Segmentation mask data
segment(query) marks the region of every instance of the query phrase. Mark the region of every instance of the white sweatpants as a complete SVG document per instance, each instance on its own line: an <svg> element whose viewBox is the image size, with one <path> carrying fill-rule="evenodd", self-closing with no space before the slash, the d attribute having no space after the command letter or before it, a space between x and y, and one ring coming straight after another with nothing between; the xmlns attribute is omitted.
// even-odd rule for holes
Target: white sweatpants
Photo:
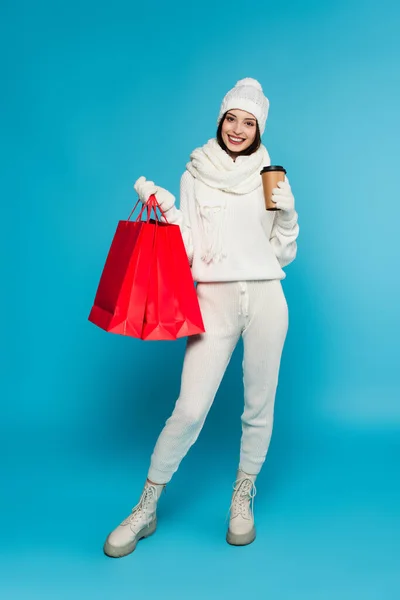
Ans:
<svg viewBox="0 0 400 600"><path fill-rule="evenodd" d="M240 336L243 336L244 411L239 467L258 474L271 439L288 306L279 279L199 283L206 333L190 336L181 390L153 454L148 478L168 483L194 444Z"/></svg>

...

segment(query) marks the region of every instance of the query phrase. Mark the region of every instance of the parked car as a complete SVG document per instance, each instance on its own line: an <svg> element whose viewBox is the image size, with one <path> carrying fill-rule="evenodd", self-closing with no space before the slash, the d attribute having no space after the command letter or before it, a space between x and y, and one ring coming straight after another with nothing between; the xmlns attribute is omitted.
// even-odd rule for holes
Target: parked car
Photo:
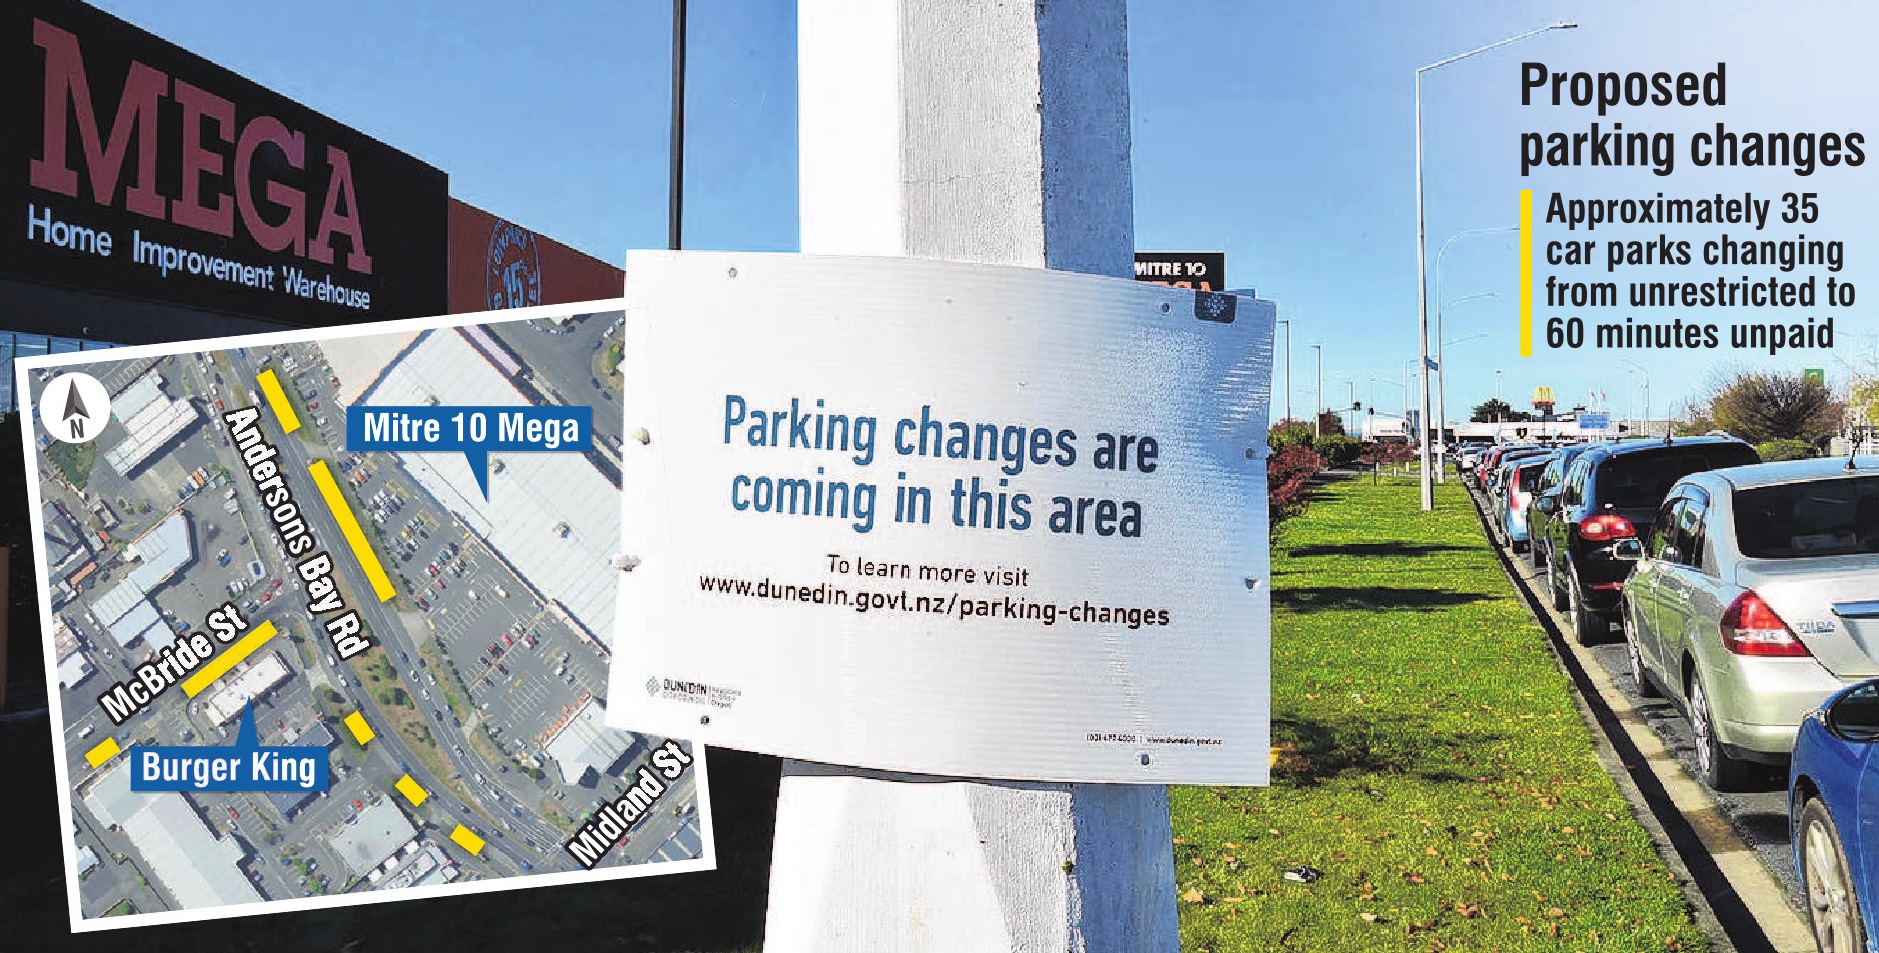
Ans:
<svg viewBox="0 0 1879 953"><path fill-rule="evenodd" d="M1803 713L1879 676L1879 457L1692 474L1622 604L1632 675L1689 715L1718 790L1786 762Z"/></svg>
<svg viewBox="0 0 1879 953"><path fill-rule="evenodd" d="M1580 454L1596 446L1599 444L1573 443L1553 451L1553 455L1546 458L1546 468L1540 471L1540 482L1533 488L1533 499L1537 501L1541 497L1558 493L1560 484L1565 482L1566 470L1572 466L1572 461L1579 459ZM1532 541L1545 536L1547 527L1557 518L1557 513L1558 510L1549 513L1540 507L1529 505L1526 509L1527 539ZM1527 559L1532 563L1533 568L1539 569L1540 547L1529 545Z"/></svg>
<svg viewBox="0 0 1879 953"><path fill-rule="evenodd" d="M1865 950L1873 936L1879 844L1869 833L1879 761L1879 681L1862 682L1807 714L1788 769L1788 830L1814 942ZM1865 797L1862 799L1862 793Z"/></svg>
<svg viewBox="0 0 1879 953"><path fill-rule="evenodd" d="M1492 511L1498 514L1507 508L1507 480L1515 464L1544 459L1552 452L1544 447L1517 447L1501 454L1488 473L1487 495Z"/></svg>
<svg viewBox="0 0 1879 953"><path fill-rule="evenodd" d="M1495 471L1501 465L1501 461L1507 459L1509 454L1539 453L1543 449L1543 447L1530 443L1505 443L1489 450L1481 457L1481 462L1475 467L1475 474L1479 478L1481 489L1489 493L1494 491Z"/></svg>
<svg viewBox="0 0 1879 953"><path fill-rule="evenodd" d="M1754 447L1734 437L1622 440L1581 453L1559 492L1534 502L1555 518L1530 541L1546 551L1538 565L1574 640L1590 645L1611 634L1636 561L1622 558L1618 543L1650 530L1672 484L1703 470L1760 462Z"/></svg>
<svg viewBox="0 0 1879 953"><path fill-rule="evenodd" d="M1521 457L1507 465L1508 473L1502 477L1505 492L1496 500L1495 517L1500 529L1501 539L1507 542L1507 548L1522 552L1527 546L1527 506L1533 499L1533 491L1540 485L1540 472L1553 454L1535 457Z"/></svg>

EXERCISE INSTRUCTIONS: The expected answer is a copy of every line in the entries that holds the word "coming".

OUTPUT:
segment(query) marks the region of every instance of the query phrase. Mark the region of every instance of the white sweatpants as a complete SVG document per instance, each instance on its own line: an <svg> element whose viewBox is the image size, with one <path> carrying fill-rule="evenodd", self-closing with no space before the slash, the d attribute having no space after the command letter or before it, a space between x and y, and one ring coming straight after another with nothing between; the xmlns attribute is omitted.
segment(query) marks the region of every instance of the query phrase. Mark the region of every instance of the parked car as a complete SVG document per instance, each instance on its own line: an <svg> element whose viewBox is the image size, with one <path> carrying fill-rule="evenodd", self-closing with no space before the slash, the d attribute having no space after the command letter or before it, a space between x and y, and one ring coming straight after another with nothing between; the xmlns attribute is omitted.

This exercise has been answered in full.